STUDY MATERIAL below:

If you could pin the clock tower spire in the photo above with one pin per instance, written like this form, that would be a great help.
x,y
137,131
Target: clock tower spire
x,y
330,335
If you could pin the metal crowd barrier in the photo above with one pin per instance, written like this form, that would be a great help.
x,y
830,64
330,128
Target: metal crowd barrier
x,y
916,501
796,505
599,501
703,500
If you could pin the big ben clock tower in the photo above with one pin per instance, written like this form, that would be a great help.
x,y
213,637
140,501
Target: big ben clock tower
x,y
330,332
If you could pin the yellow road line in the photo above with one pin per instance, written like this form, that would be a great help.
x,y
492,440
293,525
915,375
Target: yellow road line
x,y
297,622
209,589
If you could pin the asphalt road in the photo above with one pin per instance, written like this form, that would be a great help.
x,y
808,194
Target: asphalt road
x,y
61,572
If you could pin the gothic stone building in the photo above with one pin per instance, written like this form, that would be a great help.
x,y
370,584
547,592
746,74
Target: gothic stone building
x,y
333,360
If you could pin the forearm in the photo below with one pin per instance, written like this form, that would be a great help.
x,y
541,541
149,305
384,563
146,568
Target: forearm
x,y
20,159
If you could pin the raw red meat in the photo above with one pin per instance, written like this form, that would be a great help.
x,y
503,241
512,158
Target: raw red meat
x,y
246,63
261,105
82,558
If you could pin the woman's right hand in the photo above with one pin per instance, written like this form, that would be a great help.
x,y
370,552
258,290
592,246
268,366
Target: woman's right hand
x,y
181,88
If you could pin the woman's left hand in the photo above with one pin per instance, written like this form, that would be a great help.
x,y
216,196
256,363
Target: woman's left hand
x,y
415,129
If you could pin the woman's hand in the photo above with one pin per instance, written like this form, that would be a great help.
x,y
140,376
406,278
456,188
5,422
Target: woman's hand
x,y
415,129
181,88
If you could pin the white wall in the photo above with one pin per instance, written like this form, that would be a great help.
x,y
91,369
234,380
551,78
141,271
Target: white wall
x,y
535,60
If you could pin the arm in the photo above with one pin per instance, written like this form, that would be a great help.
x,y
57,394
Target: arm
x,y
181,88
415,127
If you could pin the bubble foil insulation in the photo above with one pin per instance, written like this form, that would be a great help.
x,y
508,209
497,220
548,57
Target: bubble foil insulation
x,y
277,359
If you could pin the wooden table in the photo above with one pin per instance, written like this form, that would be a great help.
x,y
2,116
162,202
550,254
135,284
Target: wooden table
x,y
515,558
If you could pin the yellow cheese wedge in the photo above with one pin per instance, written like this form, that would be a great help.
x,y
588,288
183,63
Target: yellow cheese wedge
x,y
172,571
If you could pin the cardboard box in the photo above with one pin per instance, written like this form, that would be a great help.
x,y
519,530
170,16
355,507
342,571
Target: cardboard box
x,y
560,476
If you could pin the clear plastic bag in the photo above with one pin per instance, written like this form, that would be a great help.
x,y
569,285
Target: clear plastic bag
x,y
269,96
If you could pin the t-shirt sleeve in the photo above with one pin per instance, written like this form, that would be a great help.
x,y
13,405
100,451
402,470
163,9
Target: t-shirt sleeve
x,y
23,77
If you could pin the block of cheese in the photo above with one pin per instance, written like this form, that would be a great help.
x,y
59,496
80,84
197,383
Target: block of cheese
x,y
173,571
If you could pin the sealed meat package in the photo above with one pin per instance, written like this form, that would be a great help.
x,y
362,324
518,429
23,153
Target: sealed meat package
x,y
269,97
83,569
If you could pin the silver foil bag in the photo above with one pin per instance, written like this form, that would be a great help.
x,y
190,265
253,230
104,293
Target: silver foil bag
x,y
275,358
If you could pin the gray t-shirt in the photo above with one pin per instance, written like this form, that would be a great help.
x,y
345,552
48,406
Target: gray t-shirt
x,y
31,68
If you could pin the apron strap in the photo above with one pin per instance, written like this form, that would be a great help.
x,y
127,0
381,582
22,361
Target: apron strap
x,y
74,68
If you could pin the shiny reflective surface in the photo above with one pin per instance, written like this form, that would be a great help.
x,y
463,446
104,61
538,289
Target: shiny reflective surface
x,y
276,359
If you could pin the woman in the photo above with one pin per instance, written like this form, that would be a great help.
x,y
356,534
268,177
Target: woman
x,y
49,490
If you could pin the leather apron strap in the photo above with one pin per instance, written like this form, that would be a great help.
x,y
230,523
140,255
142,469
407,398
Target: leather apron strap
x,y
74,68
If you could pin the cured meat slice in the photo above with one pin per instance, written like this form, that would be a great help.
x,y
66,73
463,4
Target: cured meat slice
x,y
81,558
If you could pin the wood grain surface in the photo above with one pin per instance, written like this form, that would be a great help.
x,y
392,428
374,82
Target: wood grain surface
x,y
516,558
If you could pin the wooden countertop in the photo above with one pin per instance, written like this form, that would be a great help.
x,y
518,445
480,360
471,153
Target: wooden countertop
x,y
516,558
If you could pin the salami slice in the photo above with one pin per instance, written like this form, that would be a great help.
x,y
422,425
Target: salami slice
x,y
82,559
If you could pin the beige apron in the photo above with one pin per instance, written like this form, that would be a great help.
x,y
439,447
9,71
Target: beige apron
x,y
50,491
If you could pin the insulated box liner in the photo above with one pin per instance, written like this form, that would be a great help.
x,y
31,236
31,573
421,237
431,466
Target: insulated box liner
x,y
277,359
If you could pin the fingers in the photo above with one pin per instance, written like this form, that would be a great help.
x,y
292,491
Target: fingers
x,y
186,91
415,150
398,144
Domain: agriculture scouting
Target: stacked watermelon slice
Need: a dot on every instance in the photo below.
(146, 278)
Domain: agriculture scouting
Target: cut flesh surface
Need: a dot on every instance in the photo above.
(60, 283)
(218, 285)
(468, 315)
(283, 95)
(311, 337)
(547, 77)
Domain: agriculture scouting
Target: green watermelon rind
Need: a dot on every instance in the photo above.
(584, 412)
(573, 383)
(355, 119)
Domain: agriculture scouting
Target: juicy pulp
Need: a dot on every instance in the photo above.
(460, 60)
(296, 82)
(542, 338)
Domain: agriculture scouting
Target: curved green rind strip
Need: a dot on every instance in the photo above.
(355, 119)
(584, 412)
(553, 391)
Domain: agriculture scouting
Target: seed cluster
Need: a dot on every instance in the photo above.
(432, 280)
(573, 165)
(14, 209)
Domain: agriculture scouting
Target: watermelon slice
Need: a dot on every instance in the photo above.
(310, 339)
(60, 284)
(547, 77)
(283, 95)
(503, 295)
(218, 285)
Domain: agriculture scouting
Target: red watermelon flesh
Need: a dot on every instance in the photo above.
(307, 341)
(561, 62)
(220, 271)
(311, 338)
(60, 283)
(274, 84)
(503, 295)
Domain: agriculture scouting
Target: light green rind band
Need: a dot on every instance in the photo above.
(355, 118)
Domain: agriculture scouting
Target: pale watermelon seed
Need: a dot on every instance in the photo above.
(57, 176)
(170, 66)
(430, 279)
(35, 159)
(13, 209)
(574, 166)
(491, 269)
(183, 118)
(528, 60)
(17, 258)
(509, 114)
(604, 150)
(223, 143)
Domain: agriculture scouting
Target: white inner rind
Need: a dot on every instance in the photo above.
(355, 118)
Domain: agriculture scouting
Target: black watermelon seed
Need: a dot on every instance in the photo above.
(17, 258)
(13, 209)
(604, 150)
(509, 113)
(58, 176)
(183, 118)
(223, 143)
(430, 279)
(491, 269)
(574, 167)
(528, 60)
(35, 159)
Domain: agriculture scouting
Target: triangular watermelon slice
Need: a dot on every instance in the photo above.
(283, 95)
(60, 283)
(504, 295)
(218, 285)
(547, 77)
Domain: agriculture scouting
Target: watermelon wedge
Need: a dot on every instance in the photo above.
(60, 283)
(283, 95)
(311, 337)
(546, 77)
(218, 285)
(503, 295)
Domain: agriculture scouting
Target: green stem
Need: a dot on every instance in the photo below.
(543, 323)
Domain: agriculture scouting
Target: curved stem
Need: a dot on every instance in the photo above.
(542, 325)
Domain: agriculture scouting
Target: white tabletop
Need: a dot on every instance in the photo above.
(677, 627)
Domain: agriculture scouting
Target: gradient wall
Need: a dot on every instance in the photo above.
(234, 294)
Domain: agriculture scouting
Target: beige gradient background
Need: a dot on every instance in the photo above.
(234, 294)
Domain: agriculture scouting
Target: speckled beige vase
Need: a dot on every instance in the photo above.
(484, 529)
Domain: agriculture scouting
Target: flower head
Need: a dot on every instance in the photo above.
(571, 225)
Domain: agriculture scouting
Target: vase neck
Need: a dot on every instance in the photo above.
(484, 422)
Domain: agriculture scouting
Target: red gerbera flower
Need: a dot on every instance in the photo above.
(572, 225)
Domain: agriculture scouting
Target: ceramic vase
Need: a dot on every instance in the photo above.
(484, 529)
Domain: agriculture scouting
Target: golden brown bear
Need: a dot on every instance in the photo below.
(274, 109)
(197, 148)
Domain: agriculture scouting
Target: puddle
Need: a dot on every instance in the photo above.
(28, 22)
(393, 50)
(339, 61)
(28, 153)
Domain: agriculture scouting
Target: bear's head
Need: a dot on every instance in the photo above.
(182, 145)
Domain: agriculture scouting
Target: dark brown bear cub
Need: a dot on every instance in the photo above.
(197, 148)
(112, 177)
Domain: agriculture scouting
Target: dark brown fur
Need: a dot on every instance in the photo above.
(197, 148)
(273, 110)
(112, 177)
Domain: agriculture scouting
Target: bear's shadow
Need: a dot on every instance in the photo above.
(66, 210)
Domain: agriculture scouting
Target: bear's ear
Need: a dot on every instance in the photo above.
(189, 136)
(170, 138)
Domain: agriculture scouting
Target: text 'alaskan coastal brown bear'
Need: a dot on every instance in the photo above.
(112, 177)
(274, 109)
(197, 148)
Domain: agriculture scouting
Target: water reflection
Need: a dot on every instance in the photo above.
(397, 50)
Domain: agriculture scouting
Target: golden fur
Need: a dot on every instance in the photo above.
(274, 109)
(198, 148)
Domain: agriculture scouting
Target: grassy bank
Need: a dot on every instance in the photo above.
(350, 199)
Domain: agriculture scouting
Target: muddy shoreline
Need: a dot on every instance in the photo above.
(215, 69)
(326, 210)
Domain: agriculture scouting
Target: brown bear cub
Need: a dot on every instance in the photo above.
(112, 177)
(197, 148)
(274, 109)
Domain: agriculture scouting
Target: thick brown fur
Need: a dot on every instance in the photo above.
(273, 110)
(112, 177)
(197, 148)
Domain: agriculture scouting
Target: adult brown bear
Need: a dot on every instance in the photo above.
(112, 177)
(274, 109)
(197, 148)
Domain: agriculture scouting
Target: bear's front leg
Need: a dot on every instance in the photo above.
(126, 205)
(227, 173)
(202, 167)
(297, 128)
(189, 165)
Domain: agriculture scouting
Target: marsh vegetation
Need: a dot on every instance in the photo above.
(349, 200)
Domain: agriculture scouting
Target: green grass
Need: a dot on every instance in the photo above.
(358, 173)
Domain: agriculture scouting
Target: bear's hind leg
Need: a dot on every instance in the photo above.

End of STUDY MATERIAL.

**WHAT NEEDS TO BE DONE:** When the word "curved" shows up in a line of the entries, pull that line out.

**RESULT:**
Target: curved green rind strip
Target: curved stem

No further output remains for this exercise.